- Task to complete
Without including any image, retype the records word for word.

====== Source data

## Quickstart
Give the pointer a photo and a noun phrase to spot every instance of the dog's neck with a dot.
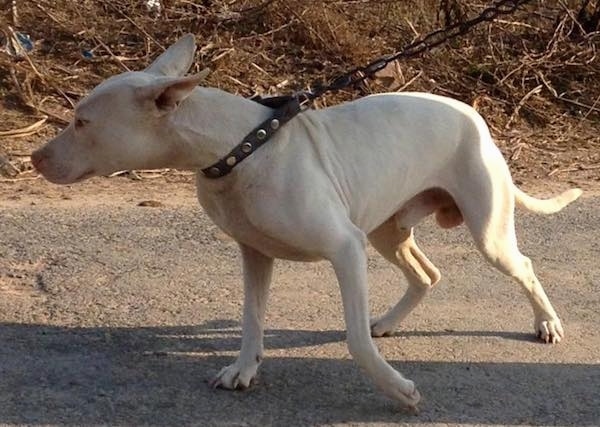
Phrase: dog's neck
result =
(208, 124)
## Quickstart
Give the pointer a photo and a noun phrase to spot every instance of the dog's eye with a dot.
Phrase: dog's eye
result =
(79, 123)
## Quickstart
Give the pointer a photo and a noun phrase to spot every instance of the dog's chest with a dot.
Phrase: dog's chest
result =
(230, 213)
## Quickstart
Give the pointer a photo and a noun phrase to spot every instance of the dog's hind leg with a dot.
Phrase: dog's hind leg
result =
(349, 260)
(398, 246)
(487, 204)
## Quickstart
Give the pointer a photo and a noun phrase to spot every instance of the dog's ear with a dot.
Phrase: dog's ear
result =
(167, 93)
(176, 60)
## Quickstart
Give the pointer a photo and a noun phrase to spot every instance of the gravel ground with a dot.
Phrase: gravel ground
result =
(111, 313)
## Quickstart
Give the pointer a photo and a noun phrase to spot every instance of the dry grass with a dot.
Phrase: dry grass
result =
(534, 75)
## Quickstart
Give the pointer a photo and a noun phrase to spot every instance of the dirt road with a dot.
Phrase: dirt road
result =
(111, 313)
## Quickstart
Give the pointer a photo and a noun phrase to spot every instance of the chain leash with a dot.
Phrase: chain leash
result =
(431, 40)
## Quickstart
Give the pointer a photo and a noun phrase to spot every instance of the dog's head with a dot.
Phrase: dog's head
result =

============

- Task result
## Quickstart
Give the pointer a photo and a noun phrase to spot every instance of the dog's neck with a dot.
Phrase: dog's neck
result =
(208, 124)
## Quickstart
Give the pointer a photo and a noun phrase to spot every instance of the dog's eye with a dot.
Phrase: dog's eye
result =
(79, 123)
## Quickstart
Give the pointer a photo and a noun phrase to spot every instance of the dog's chest with a dot.
Phrase: dog's chest
result =
(230, 213)
## Quickstart
Give the pointer a photo and a noun phrase to spot every instance of the dog's hind leg with a dot.
Phrase: dog's hind leg
result =
(349, 260)
(398, 246)
(487, 204)
## Quickstart
Give the pointer a photo and a noun phrase to spot every instance of the dog's ear with a dot.
Phrase: dog's ear
result =
(167, 93)
(176, 60)
## Quickstart
Give the pointer a photo and a noun phrase to spot every instance of the gravel ground with a dot.
Phrase: gravel ground
result =
(111, 313)
## Quickstart
Give the pointer a photo and a noun phrase to spot every instance of the dry grass with a dot.
Phrase: dry grass
result =
(534, 75)
## Quickstart
Give the pointer a photo and a noun phrase to spot every instance of the dirt road with a dot.
Phrase: dirt road
result =
(111, 313)
## Quickstart
Give the pointer a photo and a noun phrase to spot every instance of the chain leash with a dot.
Phrase: chain leash
result =
(431, 40)
## Quickstart
Give the pointer a photo and a noun phrase to spot every instance of the dog's head with a dot.
Phrase: dog's head
result =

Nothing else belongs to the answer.